**Fragmento del documento:**
Que uno sepa (es decir, nada), los diccionarios de filosofía no detienen su erudito andar para incluir la palabra dolor entre sus temas, y tampoco les gusta la palabra tortura (que viene de torcer). Hay algo así como una pérdida de elegancia en detenerse en dos palabras que han dado vueltas –torciendo– alrededor del verde campo de la filosofía.
En su libro Las crónicas del dolor (II, 1), la periodista científica Melanie Thernstrom recuerda otra de las anécdotas del muy ameno poeta romántico alemán Heinrich Heine (1797-1856), quien malvivió asaltado por las enfermedades y las policías políticas (o sea, otras enfermedades). El buen Herr Heine era un optimista incurable sitiado por enfermedades que no lo eran.
Para demoler un poco el dramatismo de los sentimientos (es decir, la especialidad de todos los románticos), Heinrich solía afirmar que un dolor de muelas era más insoportable que un dolor psicológico.
Muchos años después, otro poeta, Jorge Luis Borges, confesaba que él no era un hombre valiente, como sí lo fue su bisabuelo Isidoro Suárez, quien dirigió a los independentistas en la batalla de Junín, el agitado prólogo de la batalla final, la de Ayacucho. “No soy valiente: que lo diga mi dentista”, decía Borges. Heine y Borges: las metáforas vuelven –que lo digan los poetas–.
La historia del dolor es la historia de un dúo de malas compañías en el que el dolor físico se mira en el moral como un espejo roto se ve en las cortantes trizas del otro.
Los mitos nacen de los misterios, y los misterios, de la ignorancia. Si no sabemos el origen del rayo, terminaremos creyendo que el dios Thor nos lanza martillos por algo impropio que hemos hecho o –más misterioso aún– por algo que haremos. Si nos adelantan el pago por nuestros pecados, al menos tenemos el derecho a usarlos.

**Datos de entrada:**
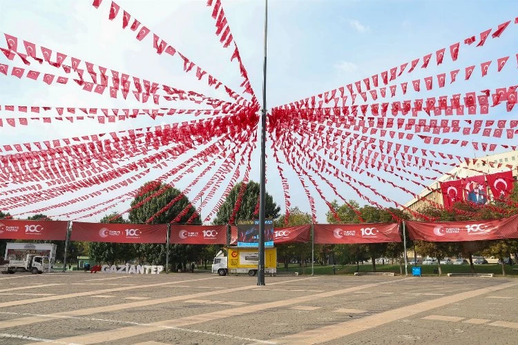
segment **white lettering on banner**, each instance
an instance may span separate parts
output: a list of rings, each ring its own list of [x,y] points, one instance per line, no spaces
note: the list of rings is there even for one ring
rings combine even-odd
[[[126,229],[126,237],[138,237],[142,233],[139,229]]]
[[[466,228],[468,230],[468,235],[486,234],[491,231],[489,226],[484,224],[466,225]]]
[[[118,269],[117,269],[118,268]],[[122,273],[125,275],[157,275],[164,270],[163,266],[156,265],[102,265],[102,273]]]
[[[204,230],[203,237],[209,239],[214,239],[218,235],[218,231],[215,230]]]
[[[26,233],[39,233],[43,230],[43,228],[41,225],[26,225],[25,226],[25,232]]]
[[[274,237],[275,238],[285,237],[288,236],[291,233],[289,230],[280,230],[274,233]]]
[[[342,230],[337,228],[333,230],[333,235],[335,237],[340,239],[345,236],[356,236],[356,232],[354,230]]]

**Para trabajar:** Transcribe sin cambios la parte del texto sobre el dolor que empieza en las palabras "En su libro" y termina después de "no lo eran.". Los registros proceden de una fuente distinta de la del texto.

**Respuesta del ejercicio:**
En su libro Las crónicas del dolor (II, 1), la periodista científica Melanie Thernstrom recuerda otra de las anécdotas del muy ameno poeta romántico alemán Heinrich Heine (1797-1856), quien malvivió asaltado por las enfermedades y las policías políticas (o sea, otras enfermedades). El buen Herr Heine era un optimista incurable sitiado por enfermedades que no lo eran.